* **WHAT TO PRODUCE**:
Transcribe the following material word for word, leaving out the pictures.

━━━ MATERIAL SUPPLIED ━━━

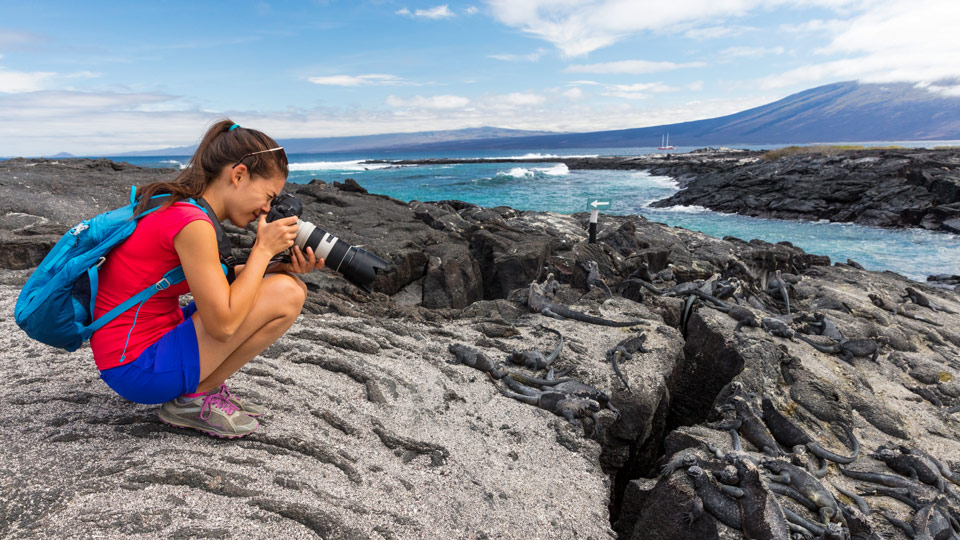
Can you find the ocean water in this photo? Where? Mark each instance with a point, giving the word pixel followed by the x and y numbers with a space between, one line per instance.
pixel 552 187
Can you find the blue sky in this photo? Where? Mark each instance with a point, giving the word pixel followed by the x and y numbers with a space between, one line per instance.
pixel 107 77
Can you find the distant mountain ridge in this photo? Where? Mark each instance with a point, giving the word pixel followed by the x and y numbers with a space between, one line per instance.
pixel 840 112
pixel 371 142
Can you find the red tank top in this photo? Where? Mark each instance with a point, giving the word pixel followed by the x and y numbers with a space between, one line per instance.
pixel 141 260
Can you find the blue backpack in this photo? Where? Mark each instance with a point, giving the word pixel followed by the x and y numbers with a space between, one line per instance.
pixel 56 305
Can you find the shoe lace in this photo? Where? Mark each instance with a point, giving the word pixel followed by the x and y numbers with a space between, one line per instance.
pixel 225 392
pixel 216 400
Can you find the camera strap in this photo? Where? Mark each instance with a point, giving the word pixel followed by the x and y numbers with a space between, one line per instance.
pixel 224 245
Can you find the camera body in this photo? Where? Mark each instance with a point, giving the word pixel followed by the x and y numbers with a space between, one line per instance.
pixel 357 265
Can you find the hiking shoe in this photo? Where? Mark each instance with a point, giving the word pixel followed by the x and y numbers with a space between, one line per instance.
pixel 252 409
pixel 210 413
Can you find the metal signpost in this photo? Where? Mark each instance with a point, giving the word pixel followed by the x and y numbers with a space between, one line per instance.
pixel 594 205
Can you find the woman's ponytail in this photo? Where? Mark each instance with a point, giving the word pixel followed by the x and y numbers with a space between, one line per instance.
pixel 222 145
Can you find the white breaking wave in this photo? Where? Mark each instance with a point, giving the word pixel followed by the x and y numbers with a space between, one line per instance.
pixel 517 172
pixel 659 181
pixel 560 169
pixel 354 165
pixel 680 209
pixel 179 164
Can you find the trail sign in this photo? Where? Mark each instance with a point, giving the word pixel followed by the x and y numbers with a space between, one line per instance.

━━━

* **CORRECT OUTPUT**:
Can you find the ocean water in this photo? Where? Mark each instance with a point, giving the word pixel followed by the x and y numbers with a space between, one line per instance.
pixel 552 187
Can you find the blue sky in this photo? Where? Mark each instance with a point, giving the word pixel followed by the x and y numbers with a space between, one line per instance.
pixel 107 77
Can you find the distant mountain ridge in this photo? Where? Mark each instance with a point, giving the word pixel followed by the x and y numbers with a space between, one line per instance.
pixel 840 112
pixel 371 142
Can you find the red tank top in this photo? Where? Mark each instance with a point, giving the word pixel followed by the x and y numbers with a space between, one line per instance.
pixel 141 260
Can you find the blue backpack in this photo? Where? Mark each instance with a point, giving the word pixel followed by the x and y numbers with a space between, one line per instance.
pixel 56 305
Can you find the shoe lace in this photo? Where? Mark each instance with a point, giving the word pixel followed by the x and y numbers with a space between, one line per instance.
pixel 225 392
pixel 216 400
Can you find the camera strap in this photo? Where? Mark each instance with a point, giving the word pixel followed by the x and y numbers with a space between, one line per instance.
pixel 224 245
Can you find the camera body in this photo? Where? Mark each instance with a point, giving the word pixel followed by the x and y numbers with a space between, one line per instance.
pixel 357 265
Can you find the hiking shoe in this photo? Where? Mark each instance with a point, giving the word pixel followed by the x and y numbers with a space between, one line per instance.
pixel 252 409
pixel 210 413
Can you find the metal signpost in this photo? Where? Mark each instance with a point, giving the word pixel followed by the x and y numbers with a space between, one line per instance.
pixel 594 205
Can you find the woman's ponytail in this photo? Where? Mark each instance with a point, giving the word pixel followed by the x and y numbers with a space between, one line per instance.
pixel 222 145
Can you find the white breaking wave in this photo? Where? Mark each instance with a point, giving the word pixel followed by the x and y numbers with a space between, one line per instance.
pixel 517 172
pixel 659 181
pixel 560 169
pixel 354 165
pixel 680 209
pixel 179 164
Can you find the trail sign in this photo? Where? Mark each instance with a point, giving the word pixel followed by the x and y numbers with a space between, one line per instance.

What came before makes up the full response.